-- BEGIN SUPPLIED MATERIAL --

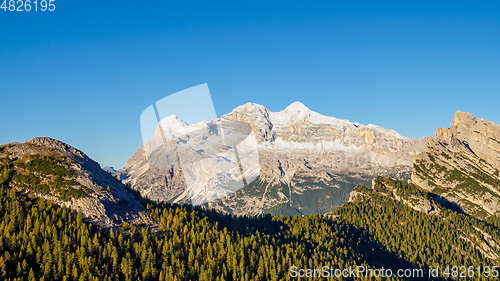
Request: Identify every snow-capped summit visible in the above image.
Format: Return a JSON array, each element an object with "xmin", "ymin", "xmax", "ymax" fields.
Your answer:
[{"xmin": 115, "ymin": 101, "xmax": 424, "ymax": 215}]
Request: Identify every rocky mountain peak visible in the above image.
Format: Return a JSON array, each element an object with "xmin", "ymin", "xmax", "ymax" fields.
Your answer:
[
  {"xmin": 411, "ymin": 111, "xmax": 500, "ymax": 218},
  {"xmin": 117, "ymin": 102, "xmax": 423, "ymax": 215}
]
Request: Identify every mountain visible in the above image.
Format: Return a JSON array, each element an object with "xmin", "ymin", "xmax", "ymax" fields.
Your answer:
[
  {"xmin": 0, "ymin": 138, "xmax": 154, "ymax": 227},
  {"xmin": 411, "ymin": 111, "xmax": 500, "ymax": 218},
  {"xmin": 102, "ymin": 166, "xmax": 117, "ymax": 174},
  {"xmin": 116, "ymin": 102, "xmax": 424, "ymax": 215},
  {"xmin": 327, "ymin": 177, "xmax": 500, "ymax": 268}
]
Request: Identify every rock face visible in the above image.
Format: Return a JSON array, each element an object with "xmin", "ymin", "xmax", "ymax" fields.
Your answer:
[
  {"xmin": 0, "ymin": 138, "xmax": 154, "ymax": 228},
  {"xmin": 411, "ymin": 111, "xmax": 500, "ymax": 218},
  {"xmin": 117, "ymin": 102, "xmax": 424, "ymax": 215},
  {"xmin": 348, "ymin": 176, "xmax": 441, "ymax": 215}
]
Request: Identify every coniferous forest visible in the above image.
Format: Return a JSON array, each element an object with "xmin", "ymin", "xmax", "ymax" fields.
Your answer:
[{"xmin": 0, "ymin": 174, "xmax": 500, "ymax": 281}]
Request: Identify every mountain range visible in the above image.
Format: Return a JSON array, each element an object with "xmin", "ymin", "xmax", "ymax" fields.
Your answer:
[
  {"xmin": 0, "ymin": 103, "xmax": 500, "ymax": 280},
  {"xmin": 116, "ymin": 102, "xmax": 425, "ymax": 215}
]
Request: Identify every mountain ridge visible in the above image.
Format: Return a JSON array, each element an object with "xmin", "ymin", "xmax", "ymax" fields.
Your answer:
[{"xmin": 117, "ymin": 102, "xmax": 423, "ymax": 215}]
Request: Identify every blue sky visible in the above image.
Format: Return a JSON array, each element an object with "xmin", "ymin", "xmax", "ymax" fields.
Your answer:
[{"xmin": 0, "ymin": 0, "xmax": 500, "ymax": 168}]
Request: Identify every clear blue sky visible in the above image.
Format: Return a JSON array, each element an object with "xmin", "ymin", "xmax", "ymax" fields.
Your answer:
[{"xmin": 0, "ymin": 0, "xmax": 500, "ymax": 168}]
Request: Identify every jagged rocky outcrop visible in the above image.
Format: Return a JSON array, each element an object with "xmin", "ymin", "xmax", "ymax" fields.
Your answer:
[
  {"xmin": 0, "ymin": 137, "xmax": 154, "ymax": 228},
  {"xmin": 116, "ymin": 102, "xmax": 424, "ymax": 215},
  {"xmin": 411, "ymin": 111, "xmax": 500, "ymax": 218}
]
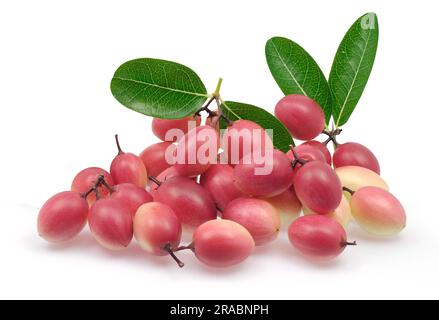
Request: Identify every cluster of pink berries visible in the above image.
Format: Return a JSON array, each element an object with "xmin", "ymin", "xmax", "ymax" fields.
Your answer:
[{"xmin": 38, "ymin": 95, "xmax": 406, "ymax": 267}]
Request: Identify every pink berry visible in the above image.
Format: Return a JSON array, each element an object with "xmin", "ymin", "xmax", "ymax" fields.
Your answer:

-- END SUPPLIED MATERIAL --

§ SHORT PROBLEM
Reproduce exactly the line containing "Request: Identify every cluster" and every line after it through the end of the records above, and nothing else.

§ SOLUTION FOR THIS EXERCISE
Request: Identify every cluster of pink berries visible in the above image.
Format: Return a JSON array, each element an object with "xmin", "ymin", "xmax", "ymax" fields.
Your answer:
[{"xmin": 38, "ymin": 95, "xmax": 406, "ymax": 267}]
Request: Identify every pink berry visible in the above image.
Format: Return a JSON array, each element an object with "xmin", "ymin", "xmax", "ymax" fields.
Your answer:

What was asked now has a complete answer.